SOURCE DOCUMENT:

Working adults have a range of tax-sheltered retirement investing options.
Many can access employer-sponsored retirement accounts, such as SIMPLE IRAs (savings incentive match plan for employees individual retirement accounts), 401(k)s, and 403(b)s. Some savvy investors even use their health savings account as secondary retirement to take advantage of its unique tax benefits.
But the individual retirement account, or IRA, remains a staple of American retirement planning. Unlike employer-sponsored accounts, you fully own and control the account, and it doesn’t change based on your employment.
If you don’t have an IRA yet, there’s no time like the present to learn how they can benefit you.
IRAs 101: A Crash Course
You open your IRA through an investment broker, and the account works similarly to a brokerage account. With it, you can buy and sell securities like stocks, bonds, exchange-traded funds (ETFs), mutual funds, and even options and futures.
The difference between an IRA and a regular brokerage account lies in the tax advantages — and the age restriction on withdrawing money. You can’t withdraw money from an IRA until age 59 1/2, or the IRS hits you with a 10% penalty plus regular income taxes on the withdrawal.
As for the tax advantages, they depend on whether you open a traditional or Roth IRA. With a traditional IRA, you get to deduct the contributions from your taxable income, so you get an immediate tax break. But you still have to pay income taxes on the withdrawals in retirement.
Roth IRAs work in the exact opposite way. You still pay income taxes this year on the money you contribute, but the money in your Roth IRA grows and compounds tax-free, and you don’t have to pay any taxes on withdrawals in retirement.

DATA LISTING:
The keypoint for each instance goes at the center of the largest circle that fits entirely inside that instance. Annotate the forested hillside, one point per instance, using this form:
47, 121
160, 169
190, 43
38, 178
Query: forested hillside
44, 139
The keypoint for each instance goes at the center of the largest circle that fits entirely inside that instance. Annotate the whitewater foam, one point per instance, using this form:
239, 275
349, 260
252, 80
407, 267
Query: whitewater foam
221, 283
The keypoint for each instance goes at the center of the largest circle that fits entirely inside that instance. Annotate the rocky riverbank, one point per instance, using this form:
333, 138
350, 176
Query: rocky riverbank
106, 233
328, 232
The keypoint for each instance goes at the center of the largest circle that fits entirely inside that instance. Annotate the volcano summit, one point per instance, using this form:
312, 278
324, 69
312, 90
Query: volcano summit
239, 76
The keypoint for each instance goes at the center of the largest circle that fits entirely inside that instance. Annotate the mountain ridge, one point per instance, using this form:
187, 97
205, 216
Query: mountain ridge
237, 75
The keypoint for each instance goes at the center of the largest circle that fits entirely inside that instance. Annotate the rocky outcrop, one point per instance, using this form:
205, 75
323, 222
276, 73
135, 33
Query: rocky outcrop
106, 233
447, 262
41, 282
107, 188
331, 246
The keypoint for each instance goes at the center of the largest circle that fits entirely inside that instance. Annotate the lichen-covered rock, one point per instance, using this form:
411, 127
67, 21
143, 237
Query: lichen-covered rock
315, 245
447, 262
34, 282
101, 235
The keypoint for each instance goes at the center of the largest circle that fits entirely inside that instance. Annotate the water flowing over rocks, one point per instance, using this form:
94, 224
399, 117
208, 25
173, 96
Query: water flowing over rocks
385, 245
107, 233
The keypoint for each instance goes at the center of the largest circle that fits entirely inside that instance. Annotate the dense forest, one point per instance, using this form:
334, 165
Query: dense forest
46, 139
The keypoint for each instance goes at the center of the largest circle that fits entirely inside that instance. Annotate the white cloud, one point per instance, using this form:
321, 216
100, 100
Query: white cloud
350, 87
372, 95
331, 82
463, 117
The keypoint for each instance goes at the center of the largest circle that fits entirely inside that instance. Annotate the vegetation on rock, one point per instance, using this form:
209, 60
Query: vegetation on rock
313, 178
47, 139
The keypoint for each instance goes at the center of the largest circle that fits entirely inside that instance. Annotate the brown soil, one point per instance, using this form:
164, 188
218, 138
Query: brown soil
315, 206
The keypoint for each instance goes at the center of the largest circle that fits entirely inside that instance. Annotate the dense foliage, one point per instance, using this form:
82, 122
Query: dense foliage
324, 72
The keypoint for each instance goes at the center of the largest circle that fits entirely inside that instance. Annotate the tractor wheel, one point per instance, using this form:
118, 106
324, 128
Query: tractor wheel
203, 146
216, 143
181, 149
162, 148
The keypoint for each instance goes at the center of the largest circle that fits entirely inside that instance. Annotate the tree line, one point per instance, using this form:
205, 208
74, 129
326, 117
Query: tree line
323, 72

==

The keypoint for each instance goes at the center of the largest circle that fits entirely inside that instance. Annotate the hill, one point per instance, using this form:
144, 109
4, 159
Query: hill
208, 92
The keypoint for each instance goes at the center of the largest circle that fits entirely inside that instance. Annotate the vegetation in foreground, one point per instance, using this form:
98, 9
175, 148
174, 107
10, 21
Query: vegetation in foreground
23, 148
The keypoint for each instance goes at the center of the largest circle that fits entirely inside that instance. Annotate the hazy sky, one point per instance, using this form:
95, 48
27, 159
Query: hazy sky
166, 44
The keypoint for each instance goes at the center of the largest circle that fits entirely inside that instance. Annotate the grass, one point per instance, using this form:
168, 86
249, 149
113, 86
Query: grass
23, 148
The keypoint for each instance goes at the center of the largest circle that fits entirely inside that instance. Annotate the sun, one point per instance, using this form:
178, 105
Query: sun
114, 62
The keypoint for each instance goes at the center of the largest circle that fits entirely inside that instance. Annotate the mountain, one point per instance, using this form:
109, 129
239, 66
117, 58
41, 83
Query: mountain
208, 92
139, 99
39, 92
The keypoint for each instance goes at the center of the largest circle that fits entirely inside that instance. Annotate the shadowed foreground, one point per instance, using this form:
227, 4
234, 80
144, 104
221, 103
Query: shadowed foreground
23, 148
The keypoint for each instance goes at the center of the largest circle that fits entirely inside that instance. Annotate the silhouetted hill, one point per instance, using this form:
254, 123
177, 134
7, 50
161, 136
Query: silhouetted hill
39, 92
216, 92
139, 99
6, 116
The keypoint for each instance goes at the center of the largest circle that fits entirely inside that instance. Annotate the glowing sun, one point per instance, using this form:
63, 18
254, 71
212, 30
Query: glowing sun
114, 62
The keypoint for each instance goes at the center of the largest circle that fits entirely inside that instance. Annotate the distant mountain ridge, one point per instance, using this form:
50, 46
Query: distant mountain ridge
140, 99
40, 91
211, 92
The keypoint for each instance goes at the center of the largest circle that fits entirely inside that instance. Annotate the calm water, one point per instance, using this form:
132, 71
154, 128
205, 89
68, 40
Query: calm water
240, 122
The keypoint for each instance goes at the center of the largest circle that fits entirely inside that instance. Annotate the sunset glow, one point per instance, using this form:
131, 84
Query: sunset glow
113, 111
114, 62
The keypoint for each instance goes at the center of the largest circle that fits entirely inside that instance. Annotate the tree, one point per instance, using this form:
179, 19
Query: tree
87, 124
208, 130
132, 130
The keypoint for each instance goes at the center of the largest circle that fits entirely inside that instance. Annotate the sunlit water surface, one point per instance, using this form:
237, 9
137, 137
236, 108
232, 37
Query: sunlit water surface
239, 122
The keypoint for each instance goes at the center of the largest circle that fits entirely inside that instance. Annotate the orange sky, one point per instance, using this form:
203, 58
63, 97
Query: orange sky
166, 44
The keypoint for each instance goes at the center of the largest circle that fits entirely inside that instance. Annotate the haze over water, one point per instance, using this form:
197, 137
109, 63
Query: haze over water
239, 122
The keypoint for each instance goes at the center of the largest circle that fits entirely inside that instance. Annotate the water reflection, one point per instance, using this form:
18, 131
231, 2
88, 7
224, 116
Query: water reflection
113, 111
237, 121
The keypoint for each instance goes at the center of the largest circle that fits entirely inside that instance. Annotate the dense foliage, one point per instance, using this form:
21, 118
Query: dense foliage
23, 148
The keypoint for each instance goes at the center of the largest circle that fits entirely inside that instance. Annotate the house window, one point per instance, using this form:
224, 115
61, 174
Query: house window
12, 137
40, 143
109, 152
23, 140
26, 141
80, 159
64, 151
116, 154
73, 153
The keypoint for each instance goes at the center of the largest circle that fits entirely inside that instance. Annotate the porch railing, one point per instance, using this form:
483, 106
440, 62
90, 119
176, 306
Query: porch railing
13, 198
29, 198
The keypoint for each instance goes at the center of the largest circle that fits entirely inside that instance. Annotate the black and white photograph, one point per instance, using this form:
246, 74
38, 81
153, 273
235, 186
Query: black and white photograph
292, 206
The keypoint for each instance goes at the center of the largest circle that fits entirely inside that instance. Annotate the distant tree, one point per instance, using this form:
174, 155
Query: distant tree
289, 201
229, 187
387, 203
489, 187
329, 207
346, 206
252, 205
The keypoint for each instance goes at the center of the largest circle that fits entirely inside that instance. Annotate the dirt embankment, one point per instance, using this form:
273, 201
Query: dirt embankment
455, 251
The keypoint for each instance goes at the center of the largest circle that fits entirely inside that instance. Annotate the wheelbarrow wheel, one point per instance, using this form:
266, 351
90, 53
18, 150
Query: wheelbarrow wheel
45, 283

WHAT YOU ARE ASKED TO DO:
Duplicate the IRA overview word for word in full.

SOLVED EXERCISE:
Working adults have a range of tax-sheltered retirement investing options.
Many can access employer-sponsored retirement accounts, such as SIMPLE IRAs (savings incentive match plan for employees individual retirement accounts), 401(k)s, and 403(b)s. Some savvy investors even use their health savings account as secondary retirement to take advantage of its unique tax benefits.
But the individual retirement account, or IRA, remains a staple of American retirement planning. Unlike employer-sponsored accounts, you fully own and control the account, and it doesn’t change based on your employment.
If you don’t have an IRA yet, there’s no time like the present to learn how they can benefit you.
IRAs 101: A Crash Course
You open your IRA through an investment broker, and the account works similarly to a brokerage account. With it, you can buy and sell securities like stocks, bonds, exchange-traded funds (ETFs), mutual funds, and even options and futures.
The difference between an IRA and a regular brokerage account lies in the tax advantages — and the age restriction on withdrawing money. You can’t withdraw money from an IRA until age 59 1/2, or the IRS hits you with a 10% penalty plus regular income taxes on the withdrawal.
As for the tax advantages, they depend on whether you open a traditional or Roth IRA. With a traditional IRA, you get to deduct the contributions from your taxable income, so you get an immediate tax break. But you still have to pay income taxes on the withdrawals in retirement.
Roth IRAs work in the exact opposite way. You still pay income taxes this year on the money you contribute, but the money in your Roth IRA grows and compounds tax-free, and you don’t have to pay any taxes on withdrawals in retirement.